__Work to be completed__. The records appear below. Repeat them exactly.

__Supplied data__.
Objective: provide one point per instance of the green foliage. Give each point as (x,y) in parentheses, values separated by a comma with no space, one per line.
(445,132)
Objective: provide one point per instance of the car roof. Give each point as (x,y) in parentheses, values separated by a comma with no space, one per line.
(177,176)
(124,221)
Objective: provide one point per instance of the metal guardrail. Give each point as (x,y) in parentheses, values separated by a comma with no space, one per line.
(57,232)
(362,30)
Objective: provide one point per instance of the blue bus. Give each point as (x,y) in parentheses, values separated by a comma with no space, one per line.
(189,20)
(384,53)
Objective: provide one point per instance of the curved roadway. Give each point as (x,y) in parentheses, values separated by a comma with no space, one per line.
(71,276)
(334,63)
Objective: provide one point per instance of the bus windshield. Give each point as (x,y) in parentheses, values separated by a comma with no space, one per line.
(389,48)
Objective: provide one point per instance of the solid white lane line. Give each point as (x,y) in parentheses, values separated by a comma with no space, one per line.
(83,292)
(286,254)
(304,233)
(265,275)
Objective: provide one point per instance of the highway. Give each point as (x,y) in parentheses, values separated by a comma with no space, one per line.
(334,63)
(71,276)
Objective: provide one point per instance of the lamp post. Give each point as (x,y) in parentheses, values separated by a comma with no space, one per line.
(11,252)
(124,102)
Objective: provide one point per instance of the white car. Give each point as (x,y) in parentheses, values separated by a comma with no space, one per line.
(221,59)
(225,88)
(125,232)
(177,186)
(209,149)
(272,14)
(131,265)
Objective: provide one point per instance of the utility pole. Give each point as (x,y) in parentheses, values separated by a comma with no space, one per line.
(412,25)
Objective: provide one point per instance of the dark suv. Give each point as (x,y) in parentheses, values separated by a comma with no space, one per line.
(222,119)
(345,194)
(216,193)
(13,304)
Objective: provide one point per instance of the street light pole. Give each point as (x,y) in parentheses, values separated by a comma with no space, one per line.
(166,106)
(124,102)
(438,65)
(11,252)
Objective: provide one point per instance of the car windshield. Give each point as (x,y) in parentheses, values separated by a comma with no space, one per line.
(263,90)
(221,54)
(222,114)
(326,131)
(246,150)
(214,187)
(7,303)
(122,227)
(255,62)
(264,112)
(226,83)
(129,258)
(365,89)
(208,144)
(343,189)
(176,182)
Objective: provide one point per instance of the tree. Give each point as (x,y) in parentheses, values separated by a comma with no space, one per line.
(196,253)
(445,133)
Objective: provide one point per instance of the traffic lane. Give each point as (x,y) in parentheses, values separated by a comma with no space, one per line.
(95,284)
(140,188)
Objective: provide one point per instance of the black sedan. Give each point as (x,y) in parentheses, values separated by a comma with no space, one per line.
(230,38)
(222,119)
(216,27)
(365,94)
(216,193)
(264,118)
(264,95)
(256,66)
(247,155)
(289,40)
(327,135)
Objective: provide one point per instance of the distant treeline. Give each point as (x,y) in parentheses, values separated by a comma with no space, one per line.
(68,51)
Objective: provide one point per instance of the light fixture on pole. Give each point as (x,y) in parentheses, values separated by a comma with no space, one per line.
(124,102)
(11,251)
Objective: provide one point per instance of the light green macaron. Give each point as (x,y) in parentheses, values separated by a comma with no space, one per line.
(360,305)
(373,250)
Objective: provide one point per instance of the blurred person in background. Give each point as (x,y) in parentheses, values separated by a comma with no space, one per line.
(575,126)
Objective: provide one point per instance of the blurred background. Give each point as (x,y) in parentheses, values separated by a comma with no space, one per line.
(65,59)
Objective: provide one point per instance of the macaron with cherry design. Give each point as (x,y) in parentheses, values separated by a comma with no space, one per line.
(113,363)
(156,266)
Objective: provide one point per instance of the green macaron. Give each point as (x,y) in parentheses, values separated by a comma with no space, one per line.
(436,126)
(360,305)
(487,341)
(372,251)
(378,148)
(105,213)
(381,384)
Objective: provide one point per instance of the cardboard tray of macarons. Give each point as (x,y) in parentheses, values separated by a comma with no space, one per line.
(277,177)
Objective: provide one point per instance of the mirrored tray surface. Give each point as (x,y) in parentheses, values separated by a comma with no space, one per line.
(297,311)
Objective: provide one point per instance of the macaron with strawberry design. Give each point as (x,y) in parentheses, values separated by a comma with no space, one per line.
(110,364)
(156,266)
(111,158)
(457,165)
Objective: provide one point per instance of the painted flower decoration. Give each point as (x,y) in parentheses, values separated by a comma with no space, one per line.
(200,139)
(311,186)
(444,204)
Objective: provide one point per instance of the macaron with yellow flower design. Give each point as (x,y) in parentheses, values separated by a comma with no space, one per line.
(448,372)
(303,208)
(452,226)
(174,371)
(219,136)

__Answer below__.
Objective: provide one point per instance of the green foliage. Give each point as (x,y) in parentheses, values separated by a comma with no space, one per line.
(445,132)
Objective: provide one point per instance of the car roof. Give each point as (x,y) in parentheses, values separated by a comma with no space, one per line.
(177,176)
(124,221)
Objective: provide one point per instance of the metal guardrail. Give each point as (x,y) in parentheses, values separated by a comma with no space, one per line.
(57,232)
(362,30)
Objective: provide one point per instance of the blue bus. Give each point as (x,y) in parentheses, values separated by a comma with no space, one per line.
(189,20)
(384,53)
Objective: provide one point per instance of the curved roadway. Give each point as (x,y) in parentheses, values separated by a comma with no space, one per line.
(71,276)
(334,63)
Objective: provide one point per instance of the bus windshield. Give each point as (x,y) in parentheses, values separated by a comma with no space, one per line.
(389,48)
Objective: provide one point per instance of the solid white lane line. Give each point as (x,y) in parentheses, values separated by a comma with no space, one per line.
(83,292)
(286,254)
(304,233)
(265,275)
Objective: provide one point per instance of the highway. Give each point as (x,y) in parentheses, values separated by a comma with no space, one per line.
(334,63)
(71,276)
Objective: provide one point per instance of the lamp post. Give each point as (x,y) in parentheses, values separated by a comma with no space, one per line.
(11,252)
(124,102)
Objective: provide one point per instance of the white car. Give each point as (x,y) in parentheses, values separated by a comma with no space, one per line.
(221,59)
(225,88)
(125,232)
(177,186)
(209,149)
(272,14)
(131,265)
Objective: provide one point per instance of the utility pole. Give each point as (x,y) in parentheses, values separated by a comma with no space, one per line.
(412,25)
Objective: provide one point per instance of the dark suv. Give each point as (x,y) in parentheses, values separated by a comma with no space, one per line.
(222,119)
(345,194)
(216,193)
(13,304)
Objective: provide one point per instance of the street light pole. Give each point as (x,y) in parentheses, values separated by a comma with no space, one per line.
(166,106)
(124,102)
(438,65)
(11,252)
Objective: provide one point per instance of the car windshield. Give each point as (x,y) in parentheses, values separated by a comma with no space, one per line.
(263,90)
(221,54)
(222,114)
(326,131)
(246,150)
(214,187)
(7,303)
(122,227)
(255,62)
(264,112)
(226,83)
(129,258)
(365,89)
(208,144)
(343,189)
(176,182)
Objective: provide one point per instance of the tree. Give each point as (x,y) in parentheses, values separated by a comma with no space, one per line.
(196,253)
(445,133)
Objective: provide one point per instance of the traffic lane. Give each point as (x,y) in parentheses, values separated by a comma with no space, one per line.
(95,284)
(140,188)
Objective: provide one point per instance of the black sedan. Give each point as (x,y) in parentheses, values separated by a comma with no space, one per line.
(230,38)
(222,119)
(216,27)
(365,94)
(216,193)
(264,118)
(264,95)
(256,66)
(247,155)
(289,40)
(327,135)
Objective: provide one point per instance of the distant treeline. Give each point as (x,y) in parentheses, values separated by a comma with no space, one per line.
(68,51)
Objective: provide one point per instance of the light fixture on pole. Give each point as (x,y) in parentheses, values separated by a comma with no space, one per line.
(124,102)
(11,251)
Objective: provide one point per instance of the light green macaron. Give each point as (x,y) in parentheses, values separated by a comma with no space, one per line.
(360,305)
(373,250)
Objective: provide one point per instance of the blurred person in background. Give each point as (x,y) in parentheses, values separated by a comma with no space, one per line.
(575,126)
Objective: provide one point per instance of the blurred background. Give each point as (x,y) in parentheses, values separated by a comma with no space, one per line.
(65,59)
Objective: provide one point per instance of the macaron with cherry design. Give each point as (x,y) in parentheses, values separated by a comma with no space, one per line.
(113,363)
(156,266)
Objective: provide one point per instance of the green macaron. Give each point as (x,y) in parentheses, values separated by a comma with no space, one per line.
(436,126)
(360,305)
(487,341)
(372,251)
(378,148)
(105,213)
(381,384)
Objective: provide one point per instance of the cardboard tray of macarons. Give each point as (x,y) in parentheses, values separated by a comma with no space, one per line.
(277,177)
Objective: provide one point per instance of the mirrored tray surface. Give each point as (x,y) in parentheses, values separated by a comma with no space, one per line.
(297,311)
Objective: provide one point per instance of the macaron with strawberry design. Give each point as (x,y) in parentheses, values separated by a comma with no space, one per line.
(110,364)
(156,266)
(111,158)
(457,165)
Objective: provide one point per instance of the painted flower decoration. Give each point as (x,y) in parentheses, values separated by a comma with no space, one per line.
(200,139)
(311,186)
(444,204)
Objective: provide one point per instance of the macaron with yellow flower design. Give each point as (x,y) in parentheses, values separated by a comma with no space, one per line.
(448,372)
(303,208)
(452,226)
(174,371)
(219,136)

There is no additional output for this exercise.